• EXERCISE DIRECTIONS
In the story below about a baby with sepsis, on which day of his hospital stay was the sepsis confirmed?

• EXTRACT

══════════

‘I realised my son had sepsis thanks to a Facebook group’
His condition soon deteriorated further and he began to suck in at his ribs.
Jasmine Stevens, 21, recently took to TikTok claiming if she hadn’t found the knowledge by chance, her son’s sepsis infection could have ‘ended very differently’.
A bereaved mum had posted on a Facebook group she was in, and alarm bells started ringing as Mateo, then four months old, had skin that looked mottled and a temperature.
Jasmine said: ‘We assumed the mottled skin was him trying to regulate his temperature. He gets a high temperature when poorly, so it wasn’t a major cause for concern.’
His condition soon deteriorated further and he began to suck in at his ribs – another tell-tale sign of the deadly condition – and spent the day generally sleepy in her arms.
Jasmine added: ‘That made me realise something more serious was going on and I wondered if he had sepsis.
‘I’m in a Facebook group for mums. There’s a lady in there whose baby sadly died from sepsis, and she’s always sharing the symptoms – the mottled skin, the high temperature, and the sucking in of the ribs.
‘I then tried to feed Mateo and he went floppy. When his head rolled back, I blew on his face to help him regain consciousness.
‘Thankfully, he came back and I called an ambulance.
‘At this point, his temperature was about 40 – and it wasn’t coming down.’
Jasmine, who has two children, explained that by the time they reached hospital, her son was also suffering from ‘raspy breathing’.
First, they checked for bronchitis, then sepsis. Immediately he was admitted to hospital and put on antibiotics, with a cannula fitted.
While his condition improved thanks to the treatment he received, Mateo, who was breastfed, still wasn’t feeding well.
Jasmine explained: ‘Every time I fed him, he was throwing it back up. They said to me, “If he doesn’t improve, you’re going to have to tube feed him.”
‘He did begin to eat though, and I was so glad as we were able to go home on ward leave to see my other son, Valentino who was at home with my partner.. When I got back, Mateo’s temperature was 35, and it was stuck at that.’
During Mateo’s week in hospital, the mum learned that Mateo had a bacterial virus – the leading cause of most sepsis cases, as reported by the World Health Organisation.
His mum added: ‘It was confirmed that he had sepsis on the sixth day.
Tell-tale signs and symptoms that may indicate sepsis in infants:
- fever or hypothermia
- rapid breathing
- poor feeding
- irritability or lethargy
- change in skin colour
- rapid heart rate
- decreased urine output
- vomiting and diarrhoea
‘He had to spend a week in hospital. It took about a week for his temperature to start coming down, but he was still very sleepy.
‘His hands and feet were cold until about a week after as well. But you could see progress throughout the days – he started interacting a bit more and being more awake throughout the day.’
The possible cause of sepsis was an ear infection, but they can’t be certain.

══════════

• PROVIDED RECORDS
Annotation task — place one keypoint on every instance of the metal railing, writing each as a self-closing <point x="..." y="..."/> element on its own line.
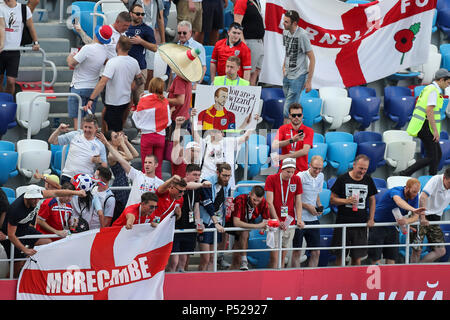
<point x="279" y="249"/>
<point x="69" y="94"/>
<point x="45" y="62"/>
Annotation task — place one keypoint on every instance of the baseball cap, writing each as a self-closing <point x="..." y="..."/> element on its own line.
<point x="192" y="144"/>
<point x="289" y="163"/>
<point x="52" y="177"/>
<point x="103" y="34"/>
<point x="442" y="73"/>
<point x="33" y="192"/>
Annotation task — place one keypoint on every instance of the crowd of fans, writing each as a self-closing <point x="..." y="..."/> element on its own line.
<point x="199" y="194"/>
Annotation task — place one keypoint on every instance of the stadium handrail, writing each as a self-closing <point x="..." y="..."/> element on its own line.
<point x="215" y="252"/>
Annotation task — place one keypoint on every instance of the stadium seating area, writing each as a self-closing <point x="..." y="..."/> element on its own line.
<point x="368" y="119"/>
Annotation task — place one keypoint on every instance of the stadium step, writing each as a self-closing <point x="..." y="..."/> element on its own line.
<point x="35" y="74"/>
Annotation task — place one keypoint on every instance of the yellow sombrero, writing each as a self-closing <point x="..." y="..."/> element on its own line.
<point x="183" y="60"/>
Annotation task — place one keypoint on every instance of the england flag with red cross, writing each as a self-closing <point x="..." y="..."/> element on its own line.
<point x="102" y="264"/>
<point x="353" y="44"/>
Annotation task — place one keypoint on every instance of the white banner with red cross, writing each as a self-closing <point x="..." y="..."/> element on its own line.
<point x="102" y="264"/>
<point x="353" y="44"/>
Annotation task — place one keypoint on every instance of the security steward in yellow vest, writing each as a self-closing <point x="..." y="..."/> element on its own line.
<point x="426" y="123"/>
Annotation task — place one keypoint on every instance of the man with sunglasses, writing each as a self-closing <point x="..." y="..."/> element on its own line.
<point x="232" y="46"/>
<point x="312" y="184"/>
<point x="294" y="138"/>
<point x="297" y="73"/>
<point x="138" y="213"/>
<point x="142" y="39"/>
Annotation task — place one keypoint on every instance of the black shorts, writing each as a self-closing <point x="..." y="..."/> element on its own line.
<point x="9" y="62"/>
<point x="312" y="236"/>
<point x="382" y="236"/>
<point x="26" y="242"/>
<point x="212" y="15"/>
<point x="184" y="242"/>
<point x="114" y="116"/>
<point x="354" y="237"/>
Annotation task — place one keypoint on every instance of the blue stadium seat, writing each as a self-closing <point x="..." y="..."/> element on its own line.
<point x="207" y="77"/>
<point x="446" y="230"/>
<point x="272" y="112"/>
<point x="325" y="201"/>
<point x="375" y="151"/>
<point x="338" y="136"/>
<point x="423" y="181"/>
<point x="367" y="136"/>
<point x="318" y="138"/>
<point x="10" y="194"/>
<point x="312" y="108"/>
<point x="257" y="241"/>
<point x="8" y="164"/>
<point x="365" y="106"/>
<point x="444" y="49"/>
<point x="272" y="93"/>
<point x="7" y="115"/>
<point x="6" y="97"/>
<point x="7" y="146"/>
<point x="318" y="149"/>
<point x="83" y="10"/>
<point x="443" y="20"/>
<point x="398" y="105"/>
<point x="208" y="50"/>
<point x="341" y="155"/>
<point x="380" y="183"/>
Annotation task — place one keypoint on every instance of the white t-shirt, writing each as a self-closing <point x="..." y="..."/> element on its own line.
<point x="80" y="153"/>
<point x="121" y="71"/>
<point x="438" y="195"/>
<point x="214" y="153"/>
<point x="89" y="214"/>
<point x="91" y="59"/>
<point x="141" y="184"/>
<point x="311" y="189"/>
<point x="13" y="24"/>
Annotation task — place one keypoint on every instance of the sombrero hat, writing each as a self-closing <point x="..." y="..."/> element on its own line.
<point x="183" y="60"/>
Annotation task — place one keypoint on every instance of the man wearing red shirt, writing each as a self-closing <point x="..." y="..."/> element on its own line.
<point x="170" y="198"/>
<point x="233" y="46"/>
<point x="283" y="194"/>
<point x="247" y="208"/>
<point x="294" y="138"/>
<point x="54" y="215"/>
<point x="138" y="213"/>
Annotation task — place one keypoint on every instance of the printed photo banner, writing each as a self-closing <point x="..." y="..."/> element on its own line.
<point x="353" y="44"/>
<point x="102" y="264"/>
<point x="227" y="107"/>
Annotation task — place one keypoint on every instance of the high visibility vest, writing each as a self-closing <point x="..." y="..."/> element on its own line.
<point x="420" y="114"/>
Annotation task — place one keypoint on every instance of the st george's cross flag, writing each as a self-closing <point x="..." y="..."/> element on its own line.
<point x="102" y="264"/>
<point x="152" y="114"/>
<point x="353" y="44"/>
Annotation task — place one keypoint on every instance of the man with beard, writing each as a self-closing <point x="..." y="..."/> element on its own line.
<point x="215" y="218"/>
<point x="393" y="206"/>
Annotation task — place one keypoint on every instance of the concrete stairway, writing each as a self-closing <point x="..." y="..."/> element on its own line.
<point x="56" y="39"/>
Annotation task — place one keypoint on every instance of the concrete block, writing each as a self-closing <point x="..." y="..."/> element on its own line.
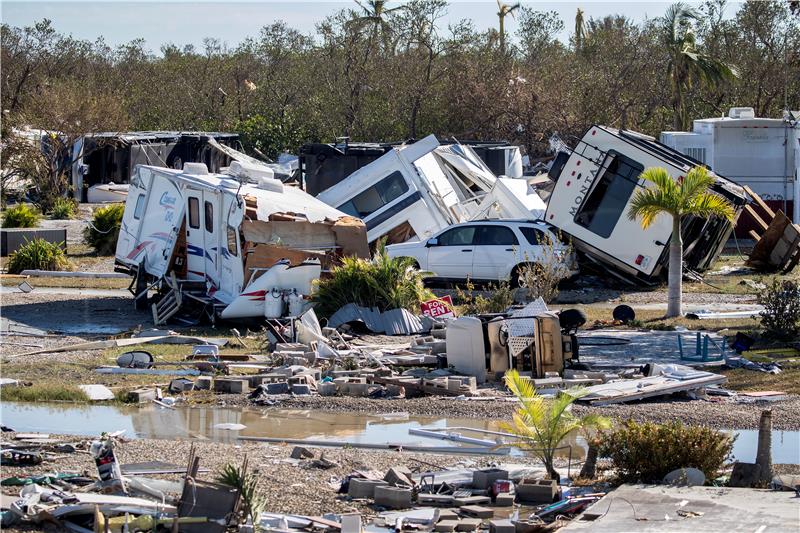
<point x="278" y="388"/>
<point x="393" y="497"/>
<point x="399" y="475"/>
<point x="501" y="526"/>
<point x="301" y="389"/>
<point x="537" y="490"/>
<point x="446" y="526"/>
<point x="327" y="388"/>
<point x="359" y="488"/>
<point x="504" y="499"/>
<point x="472" y="500"/>
<point x="231" y="385"/>
<point x="142" y="395"/>
<point x="485" y="478"/>
<point x="477" y="511"/>
<point x="469" y="524"/>
<point x="435" y="500"/>
<point x="203" y="383"/>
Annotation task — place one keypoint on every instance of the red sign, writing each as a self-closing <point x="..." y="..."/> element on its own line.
<point x="439" y="308"/>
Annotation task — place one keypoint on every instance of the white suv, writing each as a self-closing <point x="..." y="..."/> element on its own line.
<point x="486" y="250"/>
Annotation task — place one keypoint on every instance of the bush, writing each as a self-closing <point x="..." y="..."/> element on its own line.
<point x="501" y="296"/>
<point x="63" y="209"/>
<point x="38" y="254"/>
<point x="647" y="452"/>
<point x="21" y="216"/>
<point x="781" y="314"/>
<point x="383" y="282"/>
<point x="103" y="230"/>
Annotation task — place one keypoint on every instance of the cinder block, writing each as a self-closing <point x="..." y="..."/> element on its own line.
<point x="501" y="526"/>
<point x="483" y="479"/>
<point x="446" y="526"/>
<point x="231" y="385"/>
<point x="469" y="524"/>
<point x="393" y="497"/>
<point x="204" y="383"/>
<point x="278" y="388"/>
<point x="435" y="500"/>
<point x="477" y="511"/>
<point x="359" y="488"/>
<point x="537" y="490"/>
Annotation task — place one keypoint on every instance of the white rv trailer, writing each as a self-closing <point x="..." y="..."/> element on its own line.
<point x="229" y="236"/>
<point x="762" y="153"/>
<point x="594" y="184"/>
<point x="416" y="190"/>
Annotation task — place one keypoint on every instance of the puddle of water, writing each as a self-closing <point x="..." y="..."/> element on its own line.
<point x="199" y="422"/>
<point x="202" y="422"/>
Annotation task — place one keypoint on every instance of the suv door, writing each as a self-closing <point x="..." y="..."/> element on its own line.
<point x="496" y="252"/>
<point x="451" y="257"/>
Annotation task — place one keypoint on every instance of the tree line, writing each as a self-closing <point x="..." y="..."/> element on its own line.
<point x="389" y="71"/>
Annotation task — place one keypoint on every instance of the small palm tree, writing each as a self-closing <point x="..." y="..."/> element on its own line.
<point x="687" y="63"/>
<point x="677" y="198"/>
<point x="503" y="11"/>
<point x="542" y="424"/>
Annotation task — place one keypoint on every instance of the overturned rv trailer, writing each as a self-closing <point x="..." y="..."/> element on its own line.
<point x="232" y="242"/>
<point x="102" y="163"/>
<point x="324" y="165"/>
<point x="416" y="190"/>
<point x="594" y="185"/>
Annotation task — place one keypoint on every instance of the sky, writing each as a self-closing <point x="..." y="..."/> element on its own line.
<point x="183" y="22"/>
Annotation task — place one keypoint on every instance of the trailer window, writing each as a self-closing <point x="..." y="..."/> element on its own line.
<point x="209" y="217"/>
<point x="232" y="240"/>
<point x="385" y="191"/>
<point x="533" y="236"/>
<point x="603" y="207"/>
<point x="194" y="213"/>
<point x="139" y="210"/>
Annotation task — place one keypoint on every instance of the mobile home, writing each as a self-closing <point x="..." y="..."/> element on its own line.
<point x="415" y="190"/>
<point x="227" y="240"/>
<point x="594" y="184"/>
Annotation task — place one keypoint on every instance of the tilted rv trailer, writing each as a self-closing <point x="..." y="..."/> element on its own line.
<point x="415" y="190"/>
<point x="227" y="237"/>
<point x="595" y="182"/>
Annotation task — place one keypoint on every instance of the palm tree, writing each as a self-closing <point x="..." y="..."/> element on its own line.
<point x="542" y="424"/>
<point x="504" y="9"/>
<point x="580" y="30"/>
<point x="687" y="196"/>
<point x="687" y="64"/>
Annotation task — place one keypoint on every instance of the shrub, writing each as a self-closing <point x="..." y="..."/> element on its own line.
<point x="383" y="282"/>
<point x="63" y="209"/>
<point x="21" y="216"/>
<point x="38" y="254"/>
<point x="103" y="230"/>
<point x="501" y="296"/>
<point x="541" y="279"/>
<point x="647" y="452"/>
<point x="781" y="314"/>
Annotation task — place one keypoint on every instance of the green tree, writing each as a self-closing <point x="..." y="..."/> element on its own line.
<point x="542" y="424"/>
<point x="688" y="64"/>
<point x="677" y="198"/>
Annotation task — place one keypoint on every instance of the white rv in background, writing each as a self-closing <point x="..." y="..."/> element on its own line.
<point x="594" y="184"/>
<point x="762" y="153"/>
<point x="416" y="190"/>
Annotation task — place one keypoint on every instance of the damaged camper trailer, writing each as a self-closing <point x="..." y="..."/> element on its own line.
<point x="233" y="242"/>
<point x="594" y="185"/>
<point x="415" y="190"/>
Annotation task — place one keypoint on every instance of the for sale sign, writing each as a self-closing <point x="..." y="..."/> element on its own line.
<point x="439" y="308"/>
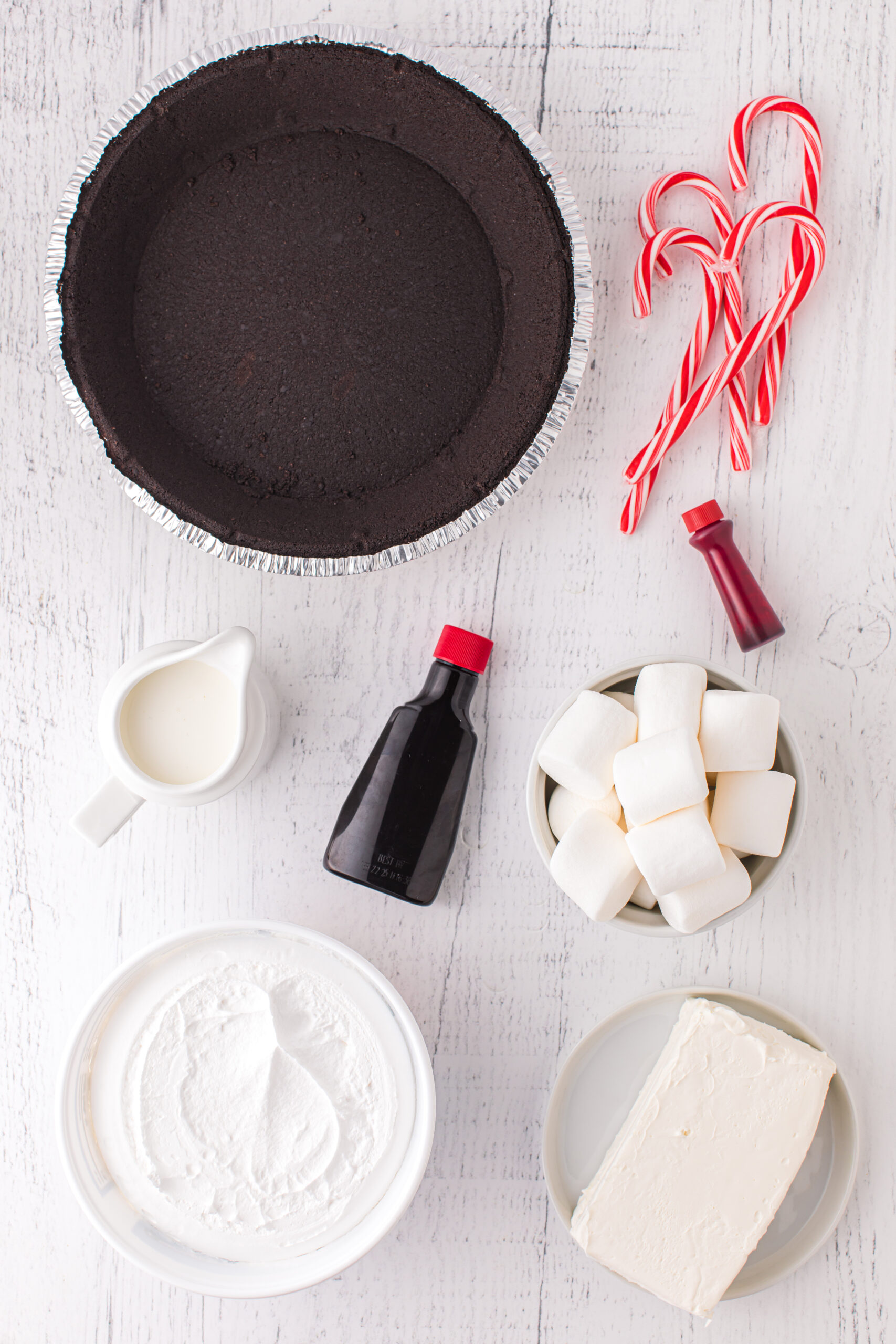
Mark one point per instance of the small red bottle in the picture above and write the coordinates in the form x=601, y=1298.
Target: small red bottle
x=746, y=605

══════════

• YOUR SOLUTION
The sixth day.